(Location labeling records)
+++

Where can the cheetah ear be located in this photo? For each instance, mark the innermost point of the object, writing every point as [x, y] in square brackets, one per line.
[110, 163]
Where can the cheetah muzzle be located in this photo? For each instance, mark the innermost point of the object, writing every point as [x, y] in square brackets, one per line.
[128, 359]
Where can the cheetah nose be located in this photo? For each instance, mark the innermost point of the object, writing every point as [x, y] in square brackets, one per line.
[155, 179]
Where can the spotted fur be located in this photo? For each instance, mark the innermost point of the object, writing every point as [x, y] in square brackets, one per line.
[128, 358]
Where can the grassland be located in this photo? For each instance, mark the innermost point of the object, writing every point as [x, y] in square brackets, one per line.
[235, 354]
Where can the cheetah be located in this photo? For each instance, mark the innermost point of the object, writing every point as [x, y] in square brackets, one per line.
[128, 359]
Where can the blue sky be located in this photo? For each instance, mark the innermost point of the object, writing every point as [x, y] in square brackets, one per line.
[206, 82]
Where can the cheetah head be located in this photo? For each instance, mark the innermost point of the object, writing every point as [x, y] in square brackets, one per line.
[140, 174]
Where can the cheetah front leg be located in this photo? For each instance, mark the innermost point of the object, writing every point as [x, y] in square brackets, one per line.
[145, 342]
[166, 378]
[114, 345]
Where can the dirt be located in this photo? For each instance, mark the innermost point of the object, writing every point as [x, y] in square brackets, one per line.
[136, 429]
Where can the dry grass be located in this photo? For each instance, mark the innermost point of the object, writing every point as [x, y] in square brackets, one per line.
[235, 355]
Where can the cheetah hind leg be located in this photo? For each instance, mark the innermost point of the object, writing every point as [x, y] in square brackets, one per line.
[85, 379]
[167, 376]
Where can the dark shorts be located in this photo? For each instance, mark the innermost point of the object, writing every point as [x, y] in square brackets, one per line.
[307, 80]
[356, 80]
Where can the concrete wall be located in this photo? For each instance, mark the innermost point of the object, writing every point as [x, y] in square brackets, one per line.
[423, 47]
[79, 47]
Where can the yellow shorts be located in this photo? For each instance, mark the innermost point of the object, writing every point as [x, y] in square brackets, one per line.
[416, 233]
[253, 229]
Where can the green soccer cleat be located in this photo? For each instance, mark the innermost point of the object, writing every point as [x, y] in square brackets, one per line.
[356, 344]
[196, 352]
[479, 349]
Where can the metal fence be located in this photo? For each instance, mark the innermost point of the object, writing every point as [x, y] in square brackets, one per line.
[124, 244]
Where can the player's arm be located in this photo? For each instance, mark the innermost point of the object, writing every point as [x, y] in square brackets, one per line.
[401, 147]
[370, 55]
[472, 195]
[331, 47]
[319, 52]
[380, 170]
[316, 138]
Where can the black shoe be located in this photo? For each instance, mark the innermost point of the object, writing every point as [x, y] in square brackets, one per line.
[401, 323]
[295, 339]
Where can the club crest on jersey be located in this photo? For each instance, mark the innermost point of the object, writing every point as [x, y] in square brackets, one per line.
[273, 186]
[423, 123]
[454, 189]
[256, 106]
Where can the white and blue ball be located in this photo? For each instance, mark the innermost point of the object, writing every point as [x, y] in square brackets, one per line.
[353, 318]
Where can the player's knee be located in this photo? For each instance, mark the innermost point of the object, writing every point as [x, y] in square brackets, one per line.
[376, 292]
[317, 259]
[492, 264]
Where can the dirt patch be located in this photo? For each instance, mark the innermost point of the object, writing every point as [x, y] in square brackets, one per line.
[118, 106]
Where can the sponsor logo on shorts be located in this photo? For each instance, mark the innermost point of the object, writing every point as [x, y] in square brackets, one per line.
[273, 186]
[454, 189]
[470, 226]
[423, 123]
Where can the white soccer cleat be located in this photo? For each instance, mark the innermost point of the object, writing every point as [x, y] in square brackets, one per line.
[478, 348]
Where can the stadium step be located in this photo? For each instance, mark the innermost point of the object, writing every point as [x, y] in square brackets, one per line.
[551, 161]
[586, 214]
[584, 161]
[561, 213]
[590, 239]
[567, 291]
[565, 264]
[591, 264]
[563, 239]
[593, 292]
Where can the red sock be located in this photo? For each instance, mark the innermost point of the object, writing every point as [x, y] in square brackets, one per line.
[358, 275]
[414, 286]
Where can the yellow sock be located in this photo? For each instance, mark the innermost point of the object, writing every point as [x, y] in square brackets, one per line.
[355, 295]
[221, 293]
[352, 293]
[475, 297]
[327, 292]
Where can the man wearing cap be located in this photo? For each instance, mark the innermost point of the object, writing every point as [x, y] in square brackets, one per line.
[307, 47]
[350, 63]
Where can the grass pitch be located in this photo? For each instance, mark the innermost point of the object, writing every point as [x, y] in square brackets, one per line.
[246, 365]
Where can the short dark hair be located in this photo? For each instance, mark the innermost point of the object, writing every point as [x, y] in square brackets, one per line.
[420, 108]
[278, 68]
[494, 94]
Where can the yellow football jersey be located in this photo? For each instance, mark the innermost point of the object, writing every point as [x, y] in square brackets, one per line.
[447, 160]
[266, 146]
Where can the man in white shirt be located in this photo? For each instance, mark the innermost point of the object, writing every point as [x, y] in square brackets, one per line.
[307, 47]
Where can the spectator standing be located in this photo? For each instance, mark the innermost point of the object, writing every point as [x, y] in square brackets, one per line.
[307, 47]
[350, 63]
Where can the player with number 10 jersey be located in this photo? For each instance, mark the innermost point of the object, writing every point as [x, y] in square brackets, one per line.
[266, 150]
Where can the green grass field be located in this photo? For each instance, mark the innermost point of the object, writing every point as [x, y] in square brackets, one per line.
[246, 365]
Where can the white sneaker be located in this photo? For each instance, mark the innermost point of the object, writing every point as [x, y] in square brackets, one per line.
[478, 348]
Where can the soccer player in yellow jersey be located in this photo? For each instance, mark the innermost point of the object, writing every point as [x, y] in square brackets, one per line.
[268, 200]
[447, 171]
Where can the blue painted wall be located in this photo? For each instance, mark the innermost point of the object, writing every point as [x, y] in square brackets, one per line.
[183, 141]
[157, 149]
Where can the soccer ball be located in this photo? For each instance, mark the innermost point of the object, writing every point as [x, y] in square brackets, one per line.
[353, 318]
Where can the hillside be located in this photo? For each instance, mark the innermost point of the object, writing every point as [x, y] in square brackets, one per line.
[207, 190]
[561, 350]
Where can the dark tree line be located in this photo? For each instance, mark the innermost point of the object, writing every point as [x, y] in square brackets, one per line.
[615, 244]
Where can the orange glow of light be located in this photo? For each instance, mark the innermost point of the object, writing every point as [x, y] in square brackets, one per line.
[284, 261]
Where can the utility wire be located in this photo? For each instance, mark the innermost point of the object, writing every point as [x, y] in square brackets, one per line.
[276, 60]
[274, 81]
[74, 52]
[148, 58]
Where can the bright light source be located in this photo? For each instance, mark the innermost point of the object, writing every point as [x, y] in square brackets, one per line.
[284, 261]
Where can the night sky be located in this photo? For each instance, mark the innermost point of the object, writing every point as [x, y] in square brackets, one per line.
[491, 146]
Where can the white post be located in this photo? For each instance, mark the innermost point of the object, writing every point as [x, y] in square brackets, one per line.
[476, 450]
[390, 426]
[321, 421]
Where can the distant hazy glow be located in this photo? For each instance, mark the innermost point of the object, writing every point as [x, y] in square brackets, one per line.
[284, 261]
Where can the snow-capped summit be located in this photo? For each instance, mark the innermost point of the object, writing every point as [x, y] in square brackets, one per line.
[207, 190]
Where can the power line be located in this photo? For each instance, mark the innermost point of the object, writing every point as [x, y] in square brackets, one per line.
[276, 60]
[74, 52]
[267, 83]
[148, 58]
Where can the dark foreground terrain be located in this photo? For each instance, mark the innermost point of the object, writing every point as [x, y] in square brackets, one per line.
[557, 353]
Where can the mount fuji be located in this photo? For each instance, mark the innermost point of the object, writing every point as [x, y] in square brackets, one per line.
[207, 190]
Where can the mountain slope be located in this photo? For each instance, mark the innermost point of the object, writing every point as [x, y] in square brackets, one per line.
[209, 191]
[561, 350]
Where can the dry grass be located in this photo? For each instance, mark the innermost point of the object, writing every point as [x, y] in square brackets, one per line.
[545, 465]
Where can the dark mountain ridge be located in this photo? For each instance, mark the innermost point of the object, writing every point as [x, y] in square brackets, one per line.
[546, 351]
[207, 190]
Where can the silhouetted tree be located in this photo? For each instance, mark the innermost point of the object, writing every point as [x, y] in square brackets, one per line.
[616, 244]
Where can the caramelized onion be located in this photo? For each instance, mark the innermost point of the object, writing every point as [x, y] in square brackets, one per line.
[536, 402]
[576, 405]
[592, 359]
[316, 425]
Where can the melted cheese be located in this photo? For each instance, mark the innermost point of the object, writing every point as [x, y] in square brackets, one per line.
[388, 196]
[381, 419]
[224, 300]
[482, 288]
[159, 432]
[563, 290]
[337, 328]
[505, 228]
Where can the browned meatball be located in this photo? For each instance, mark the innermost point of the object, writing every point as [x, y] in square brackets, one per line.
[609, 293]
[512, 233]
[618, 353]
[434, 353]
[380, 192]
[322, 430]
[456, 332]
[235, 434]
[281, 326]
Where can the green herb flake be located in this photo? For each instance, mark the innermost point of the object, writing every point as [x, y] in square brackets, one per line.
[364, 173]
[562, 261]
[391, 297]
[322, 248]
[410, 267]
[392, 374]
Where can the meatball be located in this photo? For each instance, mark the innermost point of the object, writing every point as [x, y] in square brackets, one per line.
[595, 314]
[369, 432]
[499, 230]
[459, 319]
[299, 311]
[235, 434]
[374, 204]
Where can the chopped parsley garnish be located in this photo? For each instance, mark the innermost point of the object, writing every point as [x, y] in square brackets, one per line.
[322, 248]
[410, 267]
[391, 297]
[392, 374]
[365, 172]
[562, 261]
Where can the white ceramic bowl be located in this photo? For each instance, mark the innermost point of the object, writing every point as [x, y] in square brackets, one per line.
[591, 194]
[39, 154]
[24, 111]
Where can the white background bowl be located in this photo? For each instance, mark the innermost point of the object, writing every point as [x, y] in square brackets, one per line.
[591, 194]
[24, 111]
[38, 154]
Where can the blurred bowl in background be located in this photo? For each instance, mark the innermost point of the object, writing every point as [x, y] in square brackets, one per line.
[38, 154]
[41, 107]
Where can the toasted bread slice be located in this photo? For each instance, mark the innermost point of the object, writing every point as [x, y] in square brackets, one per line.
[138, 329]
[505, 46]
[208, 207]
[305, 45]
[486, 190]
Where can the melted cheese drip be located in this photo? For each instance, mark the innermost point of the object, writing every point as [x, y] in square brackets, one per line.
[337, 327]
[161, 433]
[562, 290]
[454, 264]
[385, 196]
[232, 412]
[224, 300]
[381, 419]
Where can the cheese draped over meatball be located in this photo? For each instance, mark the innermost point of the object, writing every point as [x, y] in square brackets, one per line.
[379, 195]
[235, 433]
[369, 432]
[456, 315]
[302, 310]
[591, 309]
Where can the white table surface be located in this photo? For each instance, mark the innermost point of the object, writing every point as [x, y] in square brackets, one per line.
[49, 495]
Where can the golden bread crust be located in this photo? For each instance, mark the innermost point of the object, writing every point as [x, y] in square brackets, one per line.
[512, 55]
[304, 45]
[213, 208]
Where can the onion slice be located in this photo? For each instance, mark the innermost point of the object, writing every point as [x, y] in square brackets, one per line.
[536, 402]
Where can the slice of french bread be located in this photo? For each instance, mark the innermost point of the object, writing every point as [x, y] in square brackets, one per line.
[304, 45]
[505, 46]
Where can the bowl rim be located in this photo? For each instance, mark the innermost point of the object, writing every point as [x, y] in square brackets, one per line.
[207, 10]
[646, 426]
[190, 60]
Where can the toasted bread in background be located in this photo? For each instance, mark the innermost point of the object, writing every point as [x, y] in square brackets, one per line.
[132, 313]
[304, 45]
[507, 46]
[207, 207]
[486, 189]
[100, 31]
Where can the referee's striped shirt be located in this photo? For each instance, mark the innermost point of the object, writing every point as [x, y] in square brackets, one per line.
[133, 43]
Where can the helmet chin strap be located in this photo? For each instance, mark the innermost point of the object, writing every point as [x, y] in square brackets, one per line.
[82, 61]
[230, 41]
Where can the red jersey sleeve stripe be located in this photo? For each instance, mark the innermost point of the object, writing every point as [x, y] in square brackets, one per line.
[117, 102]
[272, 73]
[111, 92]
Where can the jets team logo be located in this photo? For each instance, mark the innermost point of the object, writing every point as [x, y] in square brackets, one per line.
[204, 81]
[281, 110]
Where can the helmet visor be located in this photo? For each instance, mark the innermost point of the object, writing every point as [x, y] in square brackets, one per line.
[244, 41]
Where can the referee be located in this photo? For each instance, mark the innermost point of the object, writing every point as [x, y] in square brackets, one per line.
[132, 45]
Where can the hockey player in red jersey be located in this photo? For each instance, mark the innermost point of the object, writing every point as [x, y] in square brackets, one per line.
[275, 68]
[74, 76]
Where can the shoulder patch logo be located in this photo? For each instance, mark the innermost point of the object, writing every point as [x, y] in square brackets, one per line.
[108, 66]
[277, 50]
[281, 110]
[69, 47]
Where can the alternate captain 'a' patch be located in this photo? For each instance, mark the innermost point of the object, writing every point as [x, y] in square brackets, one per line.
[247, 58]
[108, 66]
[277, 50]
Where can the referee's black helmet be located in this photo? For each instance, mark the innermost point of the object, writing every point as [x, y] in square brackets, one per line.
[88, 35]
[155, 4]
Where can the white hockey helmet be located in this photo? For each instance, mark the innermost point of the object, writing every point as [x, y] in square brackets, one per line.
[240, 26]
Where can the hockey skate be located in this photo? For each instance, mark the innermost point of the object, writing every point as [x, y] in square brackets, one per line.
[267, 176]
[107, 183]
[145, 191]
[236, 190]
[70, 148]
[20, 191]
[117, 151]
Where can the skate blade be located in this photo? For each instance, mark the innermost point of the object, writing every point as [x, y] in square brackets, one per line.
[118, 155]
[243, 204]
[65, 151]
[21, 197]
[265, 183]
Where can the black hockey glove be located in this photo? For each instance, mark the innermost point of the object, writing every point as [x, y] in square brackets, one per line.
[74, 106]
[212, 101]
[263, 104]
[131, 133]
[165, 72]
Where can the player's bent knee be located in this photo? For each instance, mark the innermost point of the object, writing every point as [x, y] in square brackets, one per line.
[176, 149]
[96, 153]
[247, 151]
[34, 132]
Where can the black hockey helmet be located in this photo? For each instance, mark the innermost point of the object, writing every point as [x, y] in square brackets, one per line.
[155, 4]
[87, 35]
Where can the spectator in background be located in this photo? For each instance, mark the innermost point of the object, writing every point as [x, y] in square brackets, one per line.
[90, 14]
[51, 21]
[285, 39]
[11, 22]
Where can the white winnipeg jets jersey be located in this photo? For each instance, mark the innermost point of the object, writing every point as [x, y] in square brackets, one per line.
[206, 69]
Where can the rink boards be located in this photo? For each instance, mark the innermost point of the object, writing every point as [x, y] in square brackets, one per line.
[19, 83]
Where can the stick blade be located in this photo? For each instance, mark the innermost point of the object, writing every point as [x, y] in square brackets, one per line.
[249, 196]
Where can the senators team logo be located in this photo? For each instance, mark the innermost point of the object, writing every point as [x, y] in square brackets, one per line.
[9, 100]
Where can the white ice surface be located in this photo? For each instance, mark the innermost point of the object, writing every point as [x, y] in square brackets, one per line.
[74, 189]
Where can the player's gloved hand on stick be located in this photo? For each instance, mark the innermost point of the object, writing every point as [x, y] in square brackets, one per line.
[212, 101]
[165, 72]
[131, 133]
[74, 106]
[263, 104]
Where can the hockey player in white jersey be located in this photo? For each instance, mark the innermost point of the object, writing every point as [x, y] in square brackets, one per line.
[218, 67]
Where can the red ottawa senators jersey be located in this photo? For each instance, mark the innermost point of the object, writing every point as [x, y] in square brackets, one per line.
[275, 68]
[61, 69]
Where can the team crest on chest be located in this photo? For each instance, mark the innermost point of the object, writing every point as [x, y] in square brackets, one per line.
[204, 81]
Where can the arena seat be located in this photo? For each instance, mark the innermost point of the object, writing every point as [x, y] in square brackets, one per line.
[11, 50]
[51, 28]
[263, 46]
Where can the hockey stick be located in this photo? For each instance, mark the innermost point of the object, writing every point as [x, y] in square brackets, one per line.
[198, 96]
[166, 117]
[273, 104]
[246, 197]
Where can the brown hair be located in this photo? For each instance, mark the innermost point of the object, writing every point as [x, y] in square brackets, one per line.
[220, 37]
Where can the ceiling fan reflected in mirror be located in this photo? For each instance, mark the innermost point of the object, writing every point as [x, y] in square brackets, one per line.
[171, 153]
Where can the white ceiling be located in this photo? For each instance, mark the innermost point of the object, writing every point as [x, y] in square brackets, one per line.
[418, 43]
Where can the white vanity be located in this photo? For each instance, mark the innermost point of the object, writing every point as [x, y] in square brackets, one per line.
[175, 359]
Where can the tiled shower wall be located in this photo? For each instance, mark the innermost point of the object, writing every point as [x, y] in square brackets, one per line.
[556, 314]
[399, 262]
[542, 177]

+++

= Task description =
Make an exact copy of every line from the one with "Where can the ceiling" to the end of the data, with the first and last of those lines included.

= The output =
Where can the ceiling fan reflected in mirror be located in this photo? For each instance, mark the innermost point of the object, writing every point as [x, y] in square brackets, one per line.
[171, 153]
Where can the white ceiling be located in this photo? For each instance, mark the innermost point of the object, writing every point as [x, y] in square brackets, one per line.
[418, 43]
Where can the white vanity be located in this photo? For each instance, mark the innermost point of the object, writing every point as [x, y] in square brackets, one per line.
[175, 359]
Where can the tiled shower wall be located in this photo? For each instance, mark the innermost point of the object, writing every point as [x, y] in square brackets, one per line.
[556, 314]
[399, 262]
[542, 177]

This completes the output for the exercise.